SOURCE DATA:
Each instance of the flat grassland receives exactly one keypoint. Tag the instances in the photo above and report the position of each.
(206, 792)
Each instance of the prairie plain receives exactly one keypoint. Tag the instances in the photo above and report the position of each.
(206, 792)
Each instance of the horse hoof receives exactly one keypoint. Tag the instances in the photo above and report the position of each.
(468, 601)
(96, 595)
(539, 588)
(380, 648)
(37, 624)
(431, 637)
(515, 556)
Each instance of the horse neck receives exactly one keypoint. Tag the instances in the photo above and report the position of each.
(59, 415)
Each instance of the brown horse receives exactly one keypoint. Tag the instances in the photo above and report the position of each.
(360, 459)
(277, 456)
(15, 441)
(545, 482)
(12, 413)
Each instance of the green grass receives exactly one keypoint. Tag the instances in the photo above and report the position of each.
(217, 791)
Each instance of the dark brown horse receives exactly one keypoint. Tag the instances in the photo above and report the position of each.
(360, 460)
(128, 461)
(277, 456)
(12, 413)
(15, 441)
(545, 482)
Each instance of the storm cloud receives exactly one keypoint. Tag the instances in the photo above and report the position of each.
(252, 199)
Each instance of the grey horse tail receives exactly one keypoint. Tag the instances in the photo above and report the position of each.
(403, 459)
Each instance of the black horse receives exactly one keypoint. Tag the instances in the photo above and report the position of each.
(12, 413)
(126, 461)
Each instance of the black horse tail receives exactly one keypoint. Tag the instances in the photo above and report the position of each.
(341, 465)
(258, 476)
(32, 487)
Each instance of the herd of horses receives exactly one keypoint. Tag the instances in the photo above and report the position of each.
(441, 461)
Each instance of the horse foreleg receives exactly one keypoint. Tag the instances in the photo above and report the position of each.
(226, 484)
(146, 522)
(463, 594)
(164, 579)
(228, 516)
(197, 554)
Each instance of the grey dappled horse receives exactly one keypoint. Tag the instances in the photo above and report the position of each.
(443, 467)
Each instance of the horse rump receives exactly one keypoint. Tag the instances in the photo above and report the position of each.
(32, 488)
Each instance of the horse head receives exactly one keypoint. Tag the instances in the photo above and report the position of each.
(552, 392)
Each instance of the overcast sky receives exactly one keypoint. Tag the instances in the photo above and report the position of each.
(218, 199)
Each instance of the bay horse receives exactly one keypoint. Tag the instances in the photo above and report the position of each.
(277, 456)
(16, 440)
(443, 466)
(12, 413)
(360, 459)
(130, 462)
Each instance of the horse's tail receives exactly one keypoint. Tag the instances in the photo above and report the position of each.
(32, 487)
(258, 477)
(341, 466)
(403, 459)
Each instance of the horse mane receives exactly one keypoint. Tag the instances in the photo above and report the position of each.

EXERCISE GOAL:
Transcribe the data. Leave every line exactly as it is.

FINISHED TASK:
Each instance of the flat grassland receives exactly one keypoint. Tag the instances in the photo above and report the position of each.
(206, 792)
Each instance of the prairie plain receives exactly one keypoint. Tag the instances in the photo above and report the position of each.
(206, 792)
Each instance of the horse hoof receives exactly one keypoint. Tag the instances in the photo above and report the position of each.
(468, 601)
(96, 595)
(539, 588)
(380, 648)
(37, 624)
(431, 637)
(515, 556)
Each instance of the horse neck receives exactly one keypoint. Tag the instances in the photo above and report the position of each.
(59, 415)
Each instance of the brown horse receives exactly one keypoint. Tag the instances in the photo above and report the position of each.
(360, 459)
(277, 456)
(15, 441)
(545, 482)
(12, 413)
Each instance of the green grass receives exactly one keypoint. Tag the instances in the photo above and report the position of each.
(217, 791)
Each instance of the dark brown horse receives exactly one keypoint. Tag the instances in the photo above and report the position of each.
(360, 460)
(128, 461)
(277, 456)
(12, 413)
(15, 441)
(545, 482)
Each instance of the storm cloud receives exactly one keypoint. Tag the instances in the photo above and report the position of each.
(252, 199)
Each instance of the grey horse tail receives exactly one keypoint. Tag the instances in the photo above and report the position of each.
(403, 459)
Each instance of the black horse receives exactly one keypoint. Tag the instances in the photo above and report the position of each.
(12, 413)
(126, 461)
Each instance of the black horse tail receives exactly one keypoint. Tag the instances in the photo above and report the position of each.
(341, 465)
(258, 476)
(32, 487)
Each instance of the herd of horses receives exactly one keypoint. Tag the instances in the photo above and report the position of each.
(441, 461)
Each instance of the horse foreleg receives exactly one keypoint. Tag the instances in the photo above and report the position of each.
(226, 484)
(146, 522)
(463, 594)
(164, 579)
(228, 516)
(197, 554)
Each instance of the grey dappled horse receives exactly one keypoint. Tag the instances in the photo above and report the position of each.
(443, 467)
Each instance of the horse rump receives exactly one keypoint. Tag the instances in the photo above and report the position of each.
(32, 488)
Each instance of the horse head receives exactly one keypoint. Tag the instances in the photo above and report the position of each.
(552, 392)
Each instance of the overcast sky receives exactly one keypoint. Tag the instances in the photo above and report the position of each.
(218, 199)
Each instance of the bay horse receives exactly one keypoint. Tag the instances in the photo above and report the position of each.
(277, 456)
(16, 440)
(443, 466)
(12, 413)
(360, 459)
(130, 462)
Each instance of the horse's tail receives exactly one keypoint. Tag the instances in the photo above and report the position of each.
(32, 487)
(258, 477)
(341, 466)
(403, 459)
Each instance of the horse mane receives exactly one keypoint. Tag the instances in the photo above and report the position of each.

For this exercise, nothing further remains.